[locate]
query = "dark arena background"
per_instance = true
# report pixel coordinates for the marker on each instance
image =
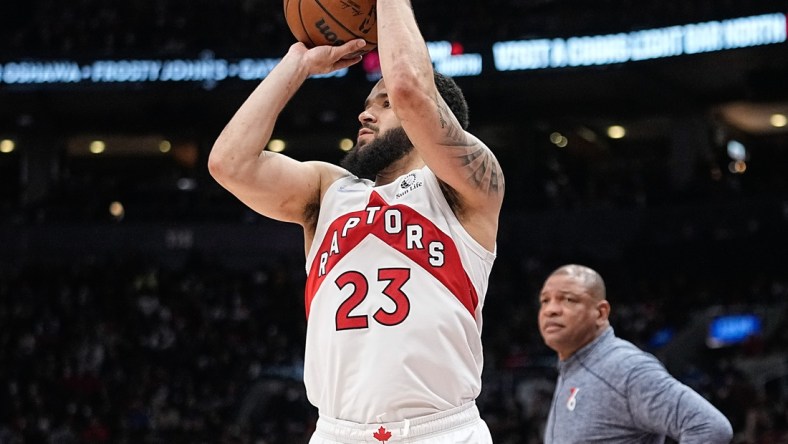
(142, 303)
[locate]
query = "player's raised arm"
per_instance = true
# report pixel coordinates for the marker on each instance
(273, 184)
(458, 158)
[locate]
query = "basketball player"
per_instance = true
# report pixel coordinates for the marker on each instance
(397, 265)
(608, 390)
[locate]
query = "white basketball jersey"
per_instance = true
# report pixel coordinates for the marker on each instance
(394, 298)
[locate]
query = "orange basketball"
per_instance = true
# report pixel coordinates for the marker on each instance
(332, 22)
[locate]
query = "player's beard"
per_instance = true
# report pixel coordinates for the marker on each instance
(368, 160)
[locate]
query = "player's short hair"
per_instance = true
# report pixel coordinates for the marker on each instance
(453, 96)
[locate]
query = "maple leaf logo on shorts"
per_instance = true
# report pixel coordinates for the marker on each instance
(382, 434)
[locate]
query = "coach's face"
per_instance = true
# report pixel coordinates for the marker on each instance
(569, 315)
(381, 138)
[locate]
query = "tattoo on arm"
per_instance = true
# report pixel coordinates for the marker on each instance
(480, 165)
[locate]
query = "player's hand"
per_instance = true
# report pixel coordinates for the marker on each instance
(325, 59)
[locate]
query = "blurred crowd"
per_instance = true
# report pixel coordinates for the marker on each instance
(130, 350)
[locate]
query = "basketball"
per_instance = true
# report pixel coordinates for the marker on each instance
(332, 22)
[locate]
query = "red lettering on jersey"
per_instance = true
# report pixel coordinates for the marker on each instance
(390, 223)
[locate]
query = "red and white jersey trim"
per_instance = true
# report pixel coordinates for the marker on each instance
(394, 295)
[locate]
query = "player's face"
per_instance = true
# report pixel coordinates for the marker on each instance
(381, 139)
(569, 317)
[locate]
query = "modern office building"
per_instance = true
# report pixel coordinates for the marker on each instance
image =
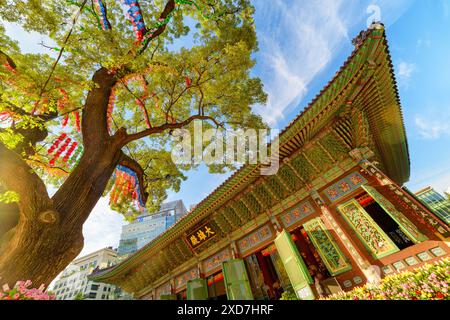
(436, 202)
(147, 226)
(333, 217)
(74, 284)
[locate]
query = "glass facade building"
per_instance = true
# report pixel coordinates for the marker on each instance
(436, 202)
(147, 226)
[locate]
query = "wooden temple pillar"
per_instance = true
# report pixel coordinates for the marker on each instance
(430, 224)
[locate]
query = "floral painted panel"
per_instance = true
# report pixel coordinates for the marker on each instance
(300, 212)
(328, 250)
(214, 262)
(345, 186)
(405, 224)
(371, 235)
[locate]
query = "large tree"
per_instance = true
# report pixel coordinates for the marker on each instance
(129, 89)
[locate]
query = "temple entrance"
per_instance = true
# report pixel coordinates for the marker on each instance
(267, 275)
(385, 221)
(313, 261)
(216, 287)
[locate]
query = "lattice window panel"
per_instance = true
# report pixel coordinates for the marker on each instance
(184, 249)
(242, 210)
(320, 159)
(253, 203)
(276, 187)
(333, 145)
(264, 196)
(232, 217)
(303, 167)
(223, 224)
(289, 177)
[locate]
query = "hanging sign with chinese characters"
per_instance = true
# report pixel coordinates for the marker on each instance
(201, 235)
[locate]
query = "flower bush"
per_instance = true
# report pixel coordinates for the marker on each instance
(22, 291)
(430, 282)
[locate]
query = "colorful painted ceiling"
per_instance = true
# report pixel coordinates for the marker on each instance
(359, 108)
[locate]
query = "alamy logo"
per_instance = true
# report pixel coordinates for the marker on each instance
(218, 146)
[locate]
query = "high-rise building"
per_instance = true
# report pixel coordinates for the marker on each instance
(147, 226)
(74, 284)
(436, 202)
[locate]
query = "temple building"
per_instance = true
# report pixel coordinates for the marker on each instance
(436, 202)
(334, 216)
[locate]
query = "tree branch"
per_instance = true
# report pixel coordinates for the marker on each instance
(168, 9)
(168, 126)
(16, 175)
(136, 167)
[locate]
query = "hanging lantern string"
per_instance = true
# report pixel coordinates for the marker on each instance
(74, 21)
(101, 8)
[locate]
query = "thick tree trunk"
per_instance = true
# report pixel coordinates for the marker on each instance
(48, 235)
(45, 242)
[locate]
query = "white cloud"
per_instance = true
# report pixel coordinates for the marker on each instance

Assignment -
The records above must be output exactly, except for the pictures.

Exercise answer -
[locate]
query = "dark arena background"
per_instance = true
# report pixel coordinates for the marker on each instance
image =
(142, 303)
[locate]
query = "player's raised arm"
per_instance = true
# report pixel coordinates for the marker on each instance
(273, 184)
(458, 158)
[locate]
query = "basketball player"
per_instance = true
# report pixel coordinates for the marker on each instance
(397, 265)
(608, 390)
[locate]
query = "white basketball jersey"
per_instance = true
# report pixel coordinates for the marker on each instance
(394, 298)
[locate]
query = "orange basketball"
per_instance = true
# report pixel coordinates for the marker on each instance
(332, 22)
[locate]
query = "player's beard"
per_instance = true
# report pixel coordinates for the marker on each instance
(368, 160)
[locate]
query = "player's short hair"
per_instance = true
# report pixel coordinates for the marker on each instance
(453, 96)
[locate]
query = "maple leaf logo on shorts"
per_instance = true
# report pixel coordinates for the marker on each instance
(382, 434)
[locate]
query = "coach's face"
per_instance = true
# report pixel coordinates for the marker on each instance
(569, 315)
(381, 138)
[locate]
query = "tattoo on arm"
per_instance = true
# report pixel coordinates for the marker on each instance
(480, 165)
[locate]
query = "player's hand"
per_instance = true
# report pixel coordinates for the marker on each instance
(325, 59)
[locate]
query = "blurred crowd"
per_instance = true
# report pixel coordinates for the marker on each instance
(130, 350)
[locate]
query = "basketball"
per_instance = true
# report pixel coordinates for the marker on each instance
(332, 22)
[locate]
query = "red lettering on jersey"
per_instance = true
# report pixel coordinates for the marker on each instance
(390, 223)
[locate]
query = "red and white jersey trim"
per_instance = true
# report pixel coordinates for the marker on each instance
(394, 295)
[locate]
query = "player's face"
per_instance = true
# report pixel coordinates for the marker on each instance
(381, 139)
(569, 317)
[locate]
query = "modern office building"
per_instance = true
# report pixel coordinates for the marker on each instance
image =
(436, 202)
(147, 226)
(333, 217)
(74, 284)
[locate]
query = "glass facade building"
per_instance = true
# report pixel coordinates for the marker on each instance
(436, 202)
(147, 226)
[locate]
query = "wooden temple pillar"
per_instance = true
# report pixel coordinates for the marker on each instance
(430, 224)
[locate]
query = "floral painted panel"
per_instance = true
# report pixel coordinates for the marker on each instance
(300, 212)
(328, 250)
(214, 262)
(345, 186)
(405, 224)
(371, 235)
[locate]
query = "large tree"
per_instance = true
# report pixel coordinates for the marker on each instance
(129, 89)
[locate]
query = "temple entrance"
per_instance = true
# report pixel coordinates for the marker on each instance
(267, 275)
(385, 221)
(313, 261)
(216, 287)
[locate]
query = "lattice window panel"
per_instance = true
# report pixel coordinates for the marker on each instance
(184, 249)
(242, 210)
(320, 159)
(253, 203)
(276, 187)
(333, 145)
(264, 196)
(232, 217)
(303, 167)
(223, 224)
(289, 177)
[locate]
query = "hanging sign with chinese characters"
per_instance = true
# report pixel coordinates for the marker on each instance
(201, 235)
[locate]
query = "flower bush"
per_instance = true
# report pixel coordinates for the marker on each instance
(22, 291)
(430, 282)
[locate]
query = "colorful painted ceiling"
per_instance = true
# report pixel coordinates for the marker on each instance
(359, 108)
[locate]
query = "alamy logo"
per_instance = true
# report pixel coordinates for the marker on each instance
(218, 146)
[locate]
query = "high-rise building"
per_instance = true
# report pixel coordinates for the marker on each instance
(147, 226)
(74, 284)
(436, 202)
[locate]
query = "temple building"
per_instance = true
# report pixel coordinates for the marker on each instance
(436, 202)
(334, 216)
[locate]
query = "tree branch"
per_instance = true
# report pixel coordinates for the marker on each instance
(168, 9)
(168, 126)
(16, 175)
(136, 167)
[locate]
query = "hanging lantern string"
per_instance = true
# report pixel coordinates for the marker on each instance
(74, 21)
(101, 8)
[locate]
query = "thick tree trunk"
per_instance = true
# report pixel coordinates for the marker on each instance
(48, 235)
(45, 242)
[locate]
query = "white cloud"
per_instance = true
# report pixel coordinates for the marker on each instance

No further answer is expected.